> _Task objective_
Copy the lines from the one containing "If the young" through the end of the items, request line included. Multiply every bounding box coordinate in the answers by 2.45 and round each result to a whole number, rounding halves up.
>> start Material
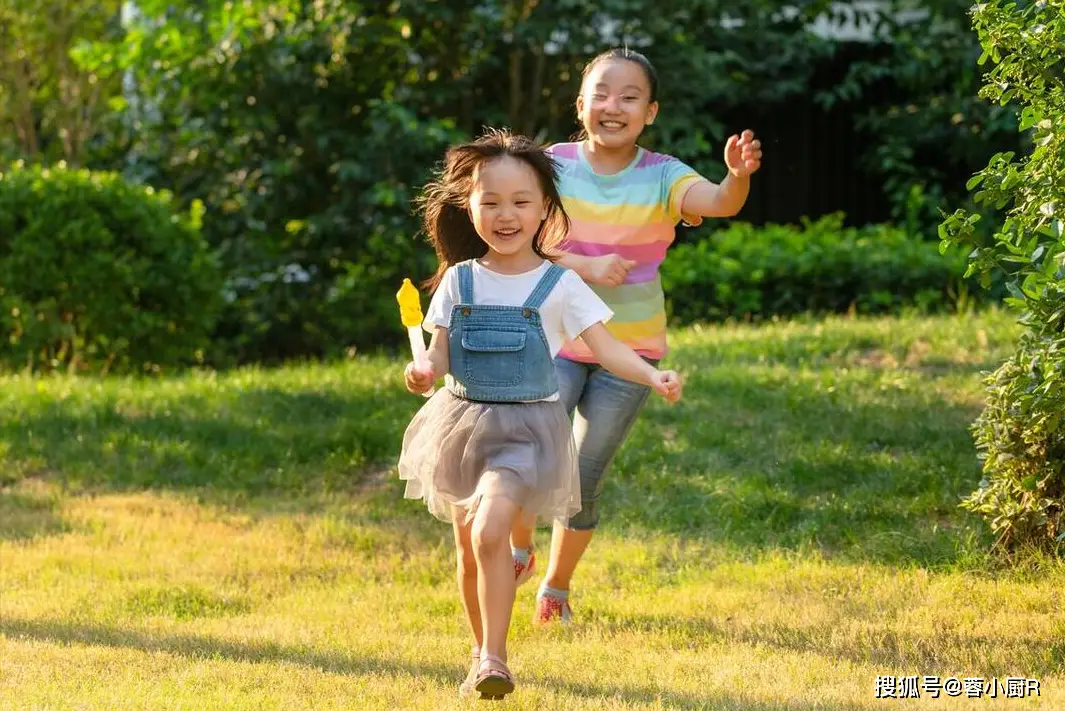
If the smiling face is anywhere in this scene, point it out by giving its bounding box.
[577,59,658,149]
[470,155,547,258]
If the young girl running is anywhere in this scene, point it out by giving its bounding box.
[399,125,682,698]
[511,49,761,623]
>> end Material
> _Answer to this task_
If the young girl running is anywhere in this scene, point it out by giving its bounding box.
[978,306,1671,1710]
[1252,120,1864,1526]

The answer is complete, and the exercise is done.